Begegnungen
in Paris

Paris war für die Karriere von Jean Tinguely ohne Zweifel die wichtigste Stadt. Nirgendwo sonst hatte er so viele Einzel- und Gruppenausstellungen, in Paris fanden die entscheidenden Begegnungen mit Künstler*innen, Kurator*innen und Freund*innen aus aller Welt statt – es ist kaum falsch zu sagen, dass Tinguely ohne Paris nicht vorstellbar ist.

Entsprechend umfangreich ist die Liste der Daten und Ereignisse, die Tinguely mit Paris verbinden:

1953 als 28-jähriger, gelernter Schaufensterdekorateur in Paris angekommen, hatte er im Juni 1954 seine erste Soloausstellung in der Stadt, in der Librairie de la Galerie Arnaud. Nicht so sehr die Ausstellung als vielmehr die dortige Begegnung mit Pontus Hultén, der ihn als Kurator ein Leben lang begleiten sollte, sind hier wichtig. Bereits im Jahr darauf war Hultén als Kurator an der Ausstellung Le Mouvement beteiligt, die in der Galerie Denise René die Entwicklung der kinetischen Kunst aufzeigte – und Tinguely ins Zentrum stellte. Mit seinem Künstlerfreund Yves Klein zeigte er im November 1958 bei Iris Clert Vitesse pure et stabilité monochrome par Yves Klein et Tinguely, Kollaborationen der beiden Künstler auf der Suche nach der Entmaterialisierung der Kunst. Bereits ein halbes Jahr später folgten ebenso bei Iris Clert die Méta-Matics, Tinguelys Zeichenmaschinen, die ihn einem grösseren Publikum bekannt machten.

EINTRÄGE:
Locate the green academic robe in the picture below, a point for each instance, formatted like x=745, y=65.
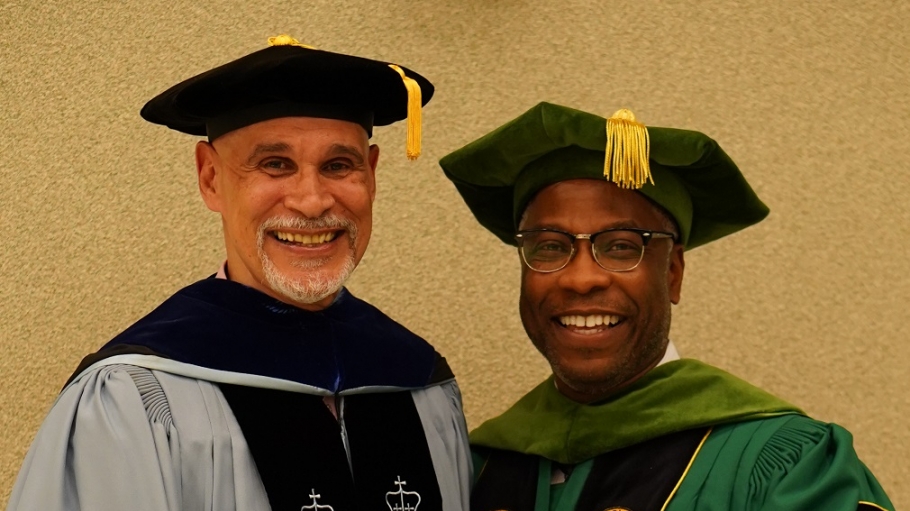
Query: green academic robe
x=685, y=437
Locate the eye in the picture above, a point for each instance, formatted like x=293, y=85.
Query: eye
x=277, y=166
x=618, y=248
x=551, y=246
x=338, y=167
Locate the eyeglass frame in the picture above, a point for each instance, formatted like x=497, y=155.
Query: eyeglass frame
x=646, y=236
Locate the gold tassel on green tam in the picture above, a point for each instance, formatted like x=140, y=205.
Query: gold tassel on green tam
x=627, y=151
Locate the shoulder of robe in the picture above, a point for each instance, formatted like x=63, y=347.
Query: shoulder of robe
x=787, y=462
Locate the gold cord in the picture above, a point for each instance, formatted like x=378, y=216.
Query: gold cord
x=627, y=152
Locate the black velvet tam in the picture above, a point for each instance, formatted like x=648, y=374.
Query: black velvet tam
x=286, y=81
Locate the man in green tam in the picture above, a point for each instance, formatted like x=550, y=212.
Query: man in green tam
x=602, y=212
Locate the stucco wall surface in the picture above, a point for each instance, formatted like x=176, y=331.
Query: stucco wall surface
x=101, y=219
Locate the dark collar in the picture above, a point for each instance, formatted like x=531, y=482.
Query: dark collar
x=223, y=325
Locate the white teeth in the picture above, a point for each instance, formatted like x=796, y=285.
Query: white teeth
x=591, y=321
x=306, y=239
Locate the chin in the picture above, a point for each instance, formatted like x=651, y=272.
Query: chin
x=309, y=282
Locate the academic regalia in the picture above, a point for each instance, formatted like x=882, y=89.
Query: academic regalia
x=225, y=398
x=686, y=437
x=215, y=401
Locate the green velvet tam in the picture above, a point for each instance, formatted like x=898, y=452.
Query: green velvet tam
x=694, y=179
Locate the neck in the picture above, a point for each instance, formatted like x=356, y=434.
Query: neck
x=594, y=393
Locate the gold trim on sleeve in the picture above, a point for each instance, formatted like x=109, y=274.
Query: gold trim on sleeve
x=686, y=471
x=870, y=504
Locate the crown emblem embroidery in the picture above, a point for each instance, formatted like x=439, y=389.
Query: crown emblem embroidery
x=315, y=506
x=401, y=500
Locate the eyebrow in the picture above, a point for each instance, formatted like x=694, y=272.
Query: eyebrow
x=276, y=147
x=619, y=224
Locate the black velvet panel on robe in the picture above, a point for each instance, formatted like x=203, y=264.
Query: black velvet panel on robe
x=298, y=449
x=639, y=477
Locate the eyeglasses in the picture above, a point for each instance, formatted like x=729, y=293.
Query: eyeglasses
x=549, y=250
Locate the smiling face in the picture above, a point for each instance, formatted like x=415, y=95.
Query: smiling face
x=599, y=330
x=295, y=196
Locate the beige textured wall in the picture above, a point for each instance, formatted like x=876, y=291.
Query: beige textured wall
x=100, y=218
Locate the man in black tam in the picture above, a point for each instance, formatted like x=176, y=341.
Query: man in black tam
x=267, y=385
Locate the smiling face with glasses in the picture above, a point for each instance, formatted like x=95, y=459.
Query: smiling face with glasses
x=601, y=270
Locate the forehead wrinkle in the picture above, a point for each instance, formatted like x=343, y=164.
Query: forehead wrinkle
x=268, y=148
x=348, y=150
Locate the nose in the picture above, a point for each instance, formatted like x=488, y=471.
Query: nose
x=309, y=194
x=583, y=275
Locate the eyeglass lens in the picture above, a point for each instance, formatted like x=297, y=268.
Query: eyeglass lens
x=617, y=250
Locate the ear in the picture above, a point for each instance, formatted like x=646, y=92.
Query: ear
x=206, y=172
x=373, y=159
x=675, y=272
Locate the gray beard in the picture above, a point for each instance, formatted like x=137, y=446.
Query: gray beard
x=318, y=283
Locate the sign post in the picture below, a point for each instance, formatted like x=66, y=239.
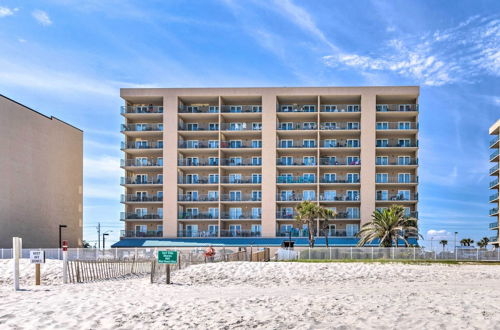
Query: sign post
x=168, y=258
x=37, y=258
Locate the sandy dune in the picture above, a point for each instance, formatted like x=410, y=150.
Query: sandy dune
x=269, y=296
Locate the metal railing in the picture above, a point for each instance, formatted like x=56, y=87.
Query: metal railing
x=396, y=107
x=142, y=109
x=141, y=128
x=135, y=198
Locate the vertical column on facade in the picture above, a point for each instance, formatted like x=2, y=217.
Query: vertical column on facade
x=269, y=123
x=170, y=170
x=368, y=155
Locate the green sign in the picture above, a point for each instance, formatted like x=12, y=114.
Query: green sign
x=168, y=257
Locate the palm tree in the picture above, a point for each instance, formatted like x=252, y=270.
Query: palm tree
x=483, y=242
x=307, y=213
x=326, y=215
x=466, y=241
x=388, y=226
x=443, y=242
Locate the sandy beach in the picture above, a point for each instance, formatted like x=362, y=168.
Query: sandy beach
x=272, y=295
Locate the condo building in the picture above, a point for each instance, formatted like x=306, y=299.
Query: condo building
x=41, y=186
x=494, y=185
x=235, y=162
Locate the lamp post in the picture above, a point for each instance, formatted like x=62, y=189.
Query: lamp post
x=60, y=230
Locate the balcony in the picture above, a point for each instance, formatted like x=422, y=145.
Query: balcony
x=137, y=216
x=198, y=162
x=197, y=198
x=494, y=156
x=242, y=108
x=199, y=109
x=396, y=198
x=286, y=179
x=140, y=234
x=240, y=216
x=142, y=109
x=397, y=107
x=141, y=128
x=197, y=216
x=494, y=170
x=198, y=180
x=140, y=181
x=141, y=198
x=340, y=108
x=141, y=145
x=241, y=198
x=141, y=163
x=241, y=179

KURZE AUFGABE: Schreib aus dem Text über Tinguely in Paris alles von "Paris war für" bis hinunter zu "nicht vorstellbar ist." noch einmal ab. Setz dabei "Frage" an die Stelle von "Zweifel".

LÖSUNG:
Paris war für die Karriere von Jean Tinguely ohne Frage die wichtigste Stadt. Nirgendwo sonst hatte er so viele Einzel- und Gruppenausstellungen, in Paris fanden die entscheidenden Begegnungen mit Künstler*innen, Kurator*innen und Freund*innen aus aller Welt statt – es ist kaum falsch zu sagen, dass Tinguely ohne Paris nicht vorstellbar ist.